== Tasks for this exercise ==
• 1. Show each line of the entries below that contains the word "green".
• 2. Extend the text on fumigation below, beginning after its final sentence.

== Selected excerpt ==
Fumigation of a hotel (Vila Shanti) in Bali where the smoke even reaches the hotel lobby (Feb 2010).

Fumigation is a method of pest control that completely fills an area with gaseous pesticides—or fumigants—to suffocate or poison the pests within. It is used to control pests in buildings (structural fumigation), soil, grain, and produce, and is also used during processing of goods to be imported or exported to prevent transfer of exotic organisms. This method also affects the structure itself, affecting pests that inhabit the physical structure, such as woodborers and drywood termites.[1]

Process[edit]

Fumigation generally involves the following phases: First the area intended to be fumigated is usually covered to create a sealed environment; next the fumigant is released into the space to be fumigated; then, the space is held for a set period while the fumigant gas percolates through the space and acts on and kills any infestation in the product, next the space is ventilated so that the poisonous gases are allowed to escape from the space, and render it safe for humans to enter. If successful, the fumigated area is now safe and pest free.

== Entries ==
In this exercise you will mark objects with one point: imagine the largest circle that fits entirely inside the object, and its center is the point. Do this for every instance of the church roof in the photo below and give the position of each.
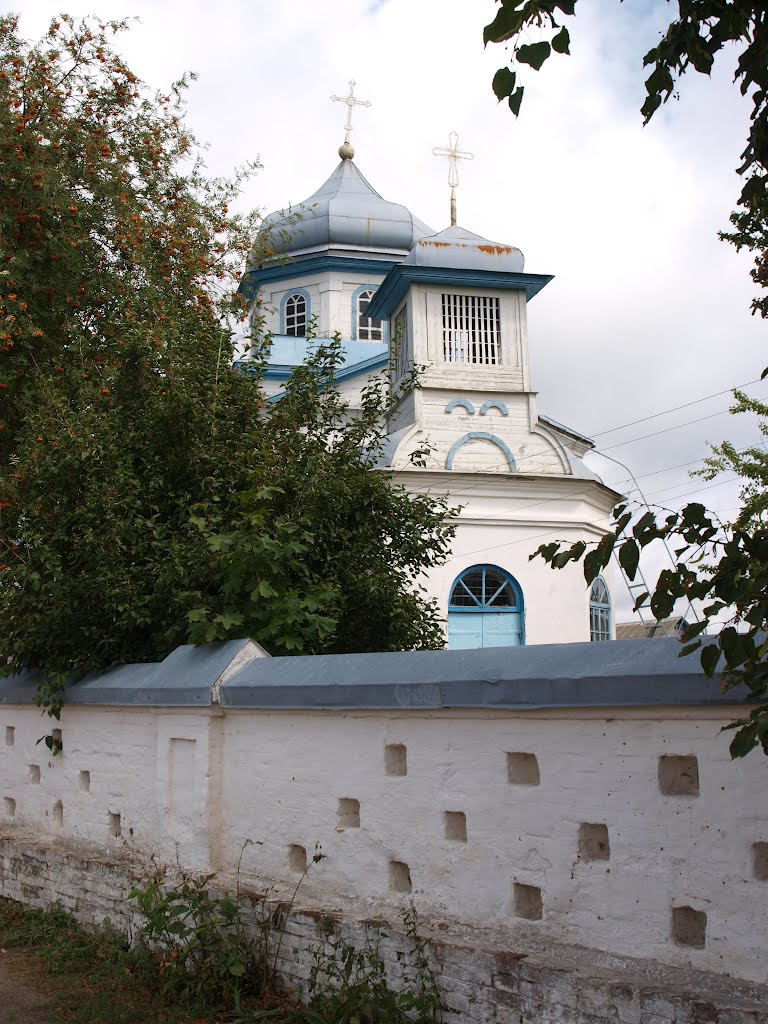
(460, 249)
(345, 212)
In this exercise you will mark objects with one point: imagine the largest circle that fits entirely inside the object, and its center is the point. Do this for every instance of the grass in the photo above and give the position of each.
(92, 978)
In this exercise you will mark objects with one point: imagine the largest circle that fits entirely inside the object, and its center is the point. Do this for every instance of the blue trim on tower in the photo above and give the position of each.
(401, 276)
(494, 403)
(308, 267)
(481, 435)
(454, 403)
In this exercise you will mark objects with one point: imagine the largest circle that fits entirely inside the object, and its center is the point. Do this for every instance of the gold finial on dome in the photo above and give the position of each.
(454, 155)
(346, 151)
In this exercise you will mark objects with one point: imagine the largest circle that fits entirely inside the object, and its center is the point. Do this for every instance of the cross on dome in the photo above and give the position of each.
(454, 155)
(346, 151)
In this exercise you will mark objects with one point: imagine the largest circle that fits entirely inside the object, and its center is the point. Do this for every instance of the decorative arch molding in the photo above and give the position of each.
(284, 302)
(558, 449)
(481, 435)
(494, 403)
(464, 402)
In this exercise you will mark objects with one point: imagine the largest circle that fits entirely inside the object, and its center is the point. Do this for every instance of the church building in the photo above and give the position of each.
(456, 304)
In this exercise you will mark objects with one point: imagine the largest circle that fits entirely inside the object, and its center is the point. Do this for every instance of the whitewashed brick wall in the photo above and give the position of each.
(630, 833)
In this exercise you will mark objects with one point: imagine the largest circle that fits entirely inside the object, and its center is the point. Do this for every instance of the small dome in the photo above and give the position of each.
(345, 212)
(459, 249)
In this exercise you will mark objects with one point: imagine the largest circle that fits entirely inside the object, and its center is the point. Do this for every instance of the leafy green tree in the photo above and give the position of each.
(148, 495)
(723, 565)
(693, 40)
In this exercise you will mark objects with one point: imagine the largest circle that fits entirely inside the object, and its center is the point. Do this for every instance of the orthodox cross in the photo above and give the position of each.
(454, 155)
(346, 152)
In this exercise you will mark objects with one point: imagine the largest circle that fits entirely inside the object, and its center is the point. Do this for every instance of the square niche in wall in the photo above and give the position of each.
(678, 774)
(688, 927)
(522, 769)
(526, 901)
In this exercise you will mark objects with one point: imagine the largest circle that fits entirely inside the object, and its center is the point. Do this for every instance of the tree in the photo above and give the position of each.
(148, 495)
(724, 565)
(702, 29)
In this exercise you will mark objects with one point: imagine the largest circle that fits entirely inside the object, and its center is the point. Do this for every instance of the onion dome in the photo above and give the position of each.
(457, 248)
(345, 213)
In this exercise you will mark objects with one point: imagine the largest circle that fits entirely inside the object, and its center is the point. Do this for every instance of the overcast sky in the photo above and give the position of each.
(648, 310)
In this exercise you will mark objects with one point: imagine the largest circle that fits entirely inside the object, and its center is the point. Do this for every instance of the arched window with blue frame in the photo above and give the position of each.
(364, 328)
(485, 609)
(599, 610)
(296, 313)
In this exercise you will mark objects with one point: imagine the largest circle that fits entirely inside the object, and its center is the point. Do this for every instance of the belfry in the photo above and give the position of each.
---
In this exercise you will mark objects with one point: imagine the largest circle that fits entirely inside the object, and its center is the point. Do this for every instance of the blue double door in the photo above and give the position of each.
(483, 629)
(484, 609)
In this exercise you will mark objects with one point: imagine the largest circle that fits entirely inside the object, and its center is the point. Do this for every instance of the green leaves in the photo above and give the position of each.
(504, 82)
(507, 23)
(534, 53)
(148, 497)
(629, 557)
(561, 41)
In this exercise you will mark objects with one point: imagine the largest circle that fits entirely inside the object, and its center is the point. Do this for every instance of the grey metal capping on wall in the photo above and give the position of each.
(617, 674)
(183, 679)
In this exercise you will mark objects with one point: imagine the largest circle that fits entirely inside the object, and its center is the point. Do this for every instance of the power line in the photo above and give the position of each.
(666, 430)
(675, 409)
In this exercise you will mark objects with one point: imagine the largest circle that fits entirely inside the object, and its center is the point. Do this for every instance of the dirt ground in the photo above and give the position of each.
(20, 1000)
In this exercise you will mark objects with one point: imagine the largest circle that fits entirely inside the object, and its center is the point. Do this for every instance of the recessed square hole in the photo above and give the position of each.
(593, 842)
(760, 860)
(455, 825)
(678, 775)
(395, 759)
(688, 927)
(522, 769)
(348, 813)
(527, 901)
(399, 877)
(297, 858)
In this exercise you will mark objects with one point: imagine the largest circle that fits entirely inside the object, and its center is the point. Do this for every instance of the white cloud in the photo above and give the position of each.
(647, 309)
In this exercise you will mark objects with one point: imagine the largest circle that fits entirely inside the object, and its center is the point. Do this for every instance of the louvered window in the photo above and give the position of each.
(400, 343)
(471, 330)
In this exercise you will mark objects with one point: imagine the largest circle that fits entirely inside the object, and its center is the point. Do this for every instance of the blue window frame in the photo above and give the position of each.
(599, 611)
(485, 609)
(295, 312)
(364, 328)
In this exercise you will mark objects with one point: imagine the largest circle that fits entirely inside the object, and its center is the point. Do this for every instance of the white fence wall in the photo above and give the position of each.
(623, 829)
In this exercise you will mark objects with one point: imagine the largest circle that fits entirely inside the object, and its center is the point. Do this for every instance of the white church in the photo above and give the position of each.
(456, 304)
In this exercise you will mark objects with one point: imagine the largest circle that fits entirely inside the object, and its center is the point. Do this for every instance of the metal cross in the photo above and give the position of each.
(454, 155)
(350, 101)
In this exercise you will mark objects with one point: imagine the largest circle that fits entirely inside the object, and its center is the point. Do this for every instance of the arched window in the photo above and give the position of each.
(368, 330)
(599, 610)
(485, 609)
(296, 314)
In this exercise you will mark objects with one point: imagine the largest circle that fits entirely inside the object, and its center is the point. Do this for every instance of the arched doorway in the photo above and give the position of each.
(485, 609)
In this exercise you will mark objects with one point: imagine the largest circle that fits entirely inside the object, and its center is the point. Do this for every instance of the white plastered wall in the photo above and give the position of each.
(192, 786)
---
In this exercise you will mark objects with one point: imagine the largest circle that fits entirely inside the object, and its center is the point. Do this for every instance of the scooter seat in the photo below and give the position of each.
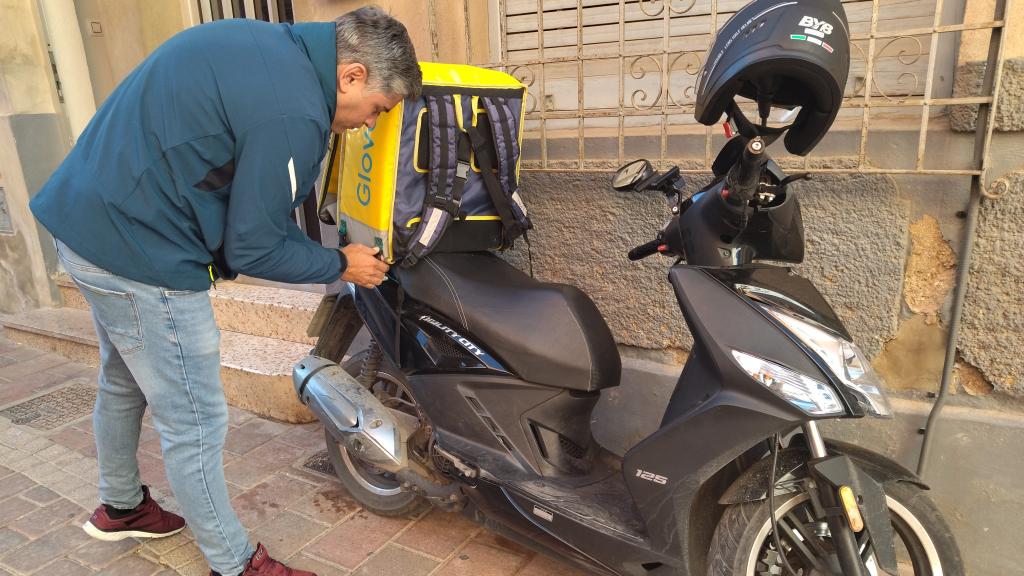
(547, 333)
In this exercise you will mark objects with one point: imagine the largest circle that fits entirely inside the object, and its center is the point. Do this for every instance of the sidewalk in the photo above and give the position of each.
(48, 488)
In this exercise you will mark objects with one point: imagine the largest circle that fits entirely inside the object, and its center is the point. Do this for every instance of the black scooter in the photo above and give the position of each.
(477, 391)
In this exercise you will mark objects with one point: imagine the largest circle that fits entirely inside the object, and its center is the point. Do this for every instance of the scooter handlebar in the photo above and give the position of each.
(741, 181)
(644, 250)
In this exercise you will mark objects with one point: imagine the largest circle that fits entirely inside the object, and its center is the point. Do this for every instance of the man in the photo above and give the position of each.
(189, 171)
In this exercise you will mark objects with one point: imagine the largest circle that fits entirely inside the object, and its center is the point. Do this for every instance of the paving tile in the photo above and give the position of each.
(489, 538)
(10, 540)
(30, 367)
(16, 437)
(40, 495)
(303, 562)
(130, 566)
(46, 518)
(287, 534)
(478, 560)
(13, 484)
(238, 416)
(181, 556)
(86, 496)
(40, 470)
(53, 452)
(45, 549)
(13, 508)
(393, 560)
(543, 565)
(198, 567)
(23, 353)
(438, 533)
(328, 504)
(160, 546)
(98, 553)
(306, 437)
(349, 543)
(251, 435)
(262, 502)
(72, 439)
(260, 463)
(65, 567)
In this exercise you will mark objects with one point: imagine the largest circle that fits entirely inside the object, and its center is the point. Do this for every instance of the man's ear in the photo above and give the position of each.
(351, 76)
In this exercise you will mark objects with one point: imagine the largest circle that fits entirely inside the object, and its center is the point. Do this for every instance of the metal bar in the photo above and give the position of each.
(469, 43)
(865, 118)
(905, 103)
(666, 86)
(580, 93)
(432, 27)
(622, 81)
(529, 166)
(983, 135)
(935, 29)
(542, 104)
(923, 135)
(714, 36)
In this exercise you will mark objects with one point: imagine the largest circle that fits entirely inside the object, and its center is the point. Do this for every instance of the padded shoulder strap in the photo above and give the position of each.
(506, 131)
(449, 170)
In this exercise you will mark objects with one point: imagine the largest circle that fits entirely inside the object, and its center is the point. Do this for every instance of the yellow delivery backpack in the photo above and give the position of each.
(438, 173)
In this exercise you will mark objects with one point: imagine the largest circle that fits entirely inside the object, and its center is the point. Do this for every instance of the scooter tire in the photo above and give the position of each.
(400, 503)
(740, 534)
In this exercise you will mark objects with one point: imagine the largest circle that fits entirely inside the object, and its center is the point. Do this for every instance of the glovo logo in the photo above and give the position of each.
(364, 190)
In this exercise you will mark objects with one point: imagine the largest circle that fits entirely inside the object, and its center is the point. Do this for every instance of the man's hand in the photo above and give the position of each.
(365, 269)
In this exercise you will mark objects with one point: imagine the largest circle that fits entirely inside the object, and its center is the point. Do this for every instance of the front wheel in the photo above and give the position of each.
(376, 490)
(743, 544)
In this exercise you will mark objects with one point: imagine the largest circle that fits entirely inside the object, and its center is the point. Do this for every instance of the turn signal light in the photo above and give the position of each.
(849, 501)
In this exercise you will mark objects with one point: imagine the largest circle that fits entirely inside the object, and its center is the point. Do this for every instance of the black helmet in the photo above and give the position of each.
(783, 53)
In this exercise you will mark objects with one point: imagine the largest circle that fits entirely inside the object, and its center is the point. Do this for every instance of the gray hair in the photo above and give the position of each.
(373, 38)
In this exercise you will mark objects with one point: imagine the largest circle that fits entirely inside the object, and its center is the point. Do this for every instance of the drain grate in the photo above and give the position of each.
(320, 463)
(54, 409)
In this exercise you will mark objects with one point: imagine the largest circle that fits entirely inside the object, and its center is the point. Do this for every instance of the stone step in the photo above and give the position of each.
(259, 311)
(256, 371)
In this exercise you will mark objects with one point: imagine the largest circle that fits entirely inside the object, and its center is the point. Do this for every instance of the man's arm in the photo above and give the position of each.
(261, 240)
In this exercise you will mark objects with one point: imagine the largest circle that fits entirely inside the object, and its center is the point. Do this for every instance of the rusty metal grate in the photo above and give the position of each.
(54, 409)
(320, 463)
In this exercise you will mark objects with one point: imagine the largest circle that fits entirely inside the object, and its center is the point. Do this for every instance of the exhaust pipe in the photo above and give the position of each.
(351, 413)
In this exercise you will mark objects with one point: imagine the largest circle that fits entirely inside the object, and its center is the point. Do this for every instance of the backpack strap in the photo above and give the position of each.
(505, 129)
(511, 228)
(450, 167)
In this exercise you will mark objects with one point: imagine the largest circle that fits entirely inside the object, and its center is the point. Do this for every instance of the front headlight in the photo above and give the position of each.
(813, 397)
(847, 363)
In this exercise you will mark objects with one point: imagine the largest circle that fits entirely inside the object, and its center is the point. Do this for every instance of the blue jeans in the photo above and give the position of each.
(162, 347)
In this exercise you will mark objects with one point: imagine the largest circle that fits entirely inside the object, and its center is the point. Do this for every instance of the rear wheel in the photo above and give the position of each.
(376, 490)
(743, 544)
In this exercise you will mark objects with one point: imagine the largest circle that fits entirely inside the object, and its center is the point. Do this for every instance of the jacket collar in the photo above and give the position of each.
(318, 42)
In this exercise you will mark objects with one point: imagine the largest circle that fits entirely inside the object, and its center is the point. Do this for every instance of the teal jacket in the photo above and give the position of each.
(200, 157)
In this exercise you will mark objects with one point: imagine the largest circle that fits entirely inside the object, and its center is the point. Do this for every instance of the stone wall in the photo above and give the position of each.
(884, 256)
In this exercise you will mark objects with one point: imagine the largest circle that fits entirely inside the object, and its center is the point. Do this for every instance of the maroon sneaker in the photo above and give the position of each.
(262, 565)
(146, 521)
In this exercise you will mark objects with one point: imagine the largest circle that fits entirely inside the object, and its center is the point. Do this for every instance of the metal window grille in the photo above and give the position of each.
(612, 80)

== Written answers ==
• 1.
In this exercise you will mark objects with one point: imagine the largest circle that fits entirely inside the object, and its center is the point. Do this for every instance of the leafy green tree in the photo above and give the position of each.
In this exercise you will mark objects with one point: imagine the largest circle that fits entirely inside the object, and its center is the point. Do this for every instance of the green leaves in the photo above and give the position of each.

• 2.
Tent fumigation (tenting)[edit]

Structural fumigation techniques differ from building to building, but in houses a rubber tent is often placed over the entire house while the pesticides are being released into the vacant residence. This process is called tent fumigation or "tenting". The sealed tent concentrates the poisonous gases and prevents them from escaping into the neighborhood. The process can take up to a week depending on the fumigant used, which in turn depend on the severity of infestation and size of the building.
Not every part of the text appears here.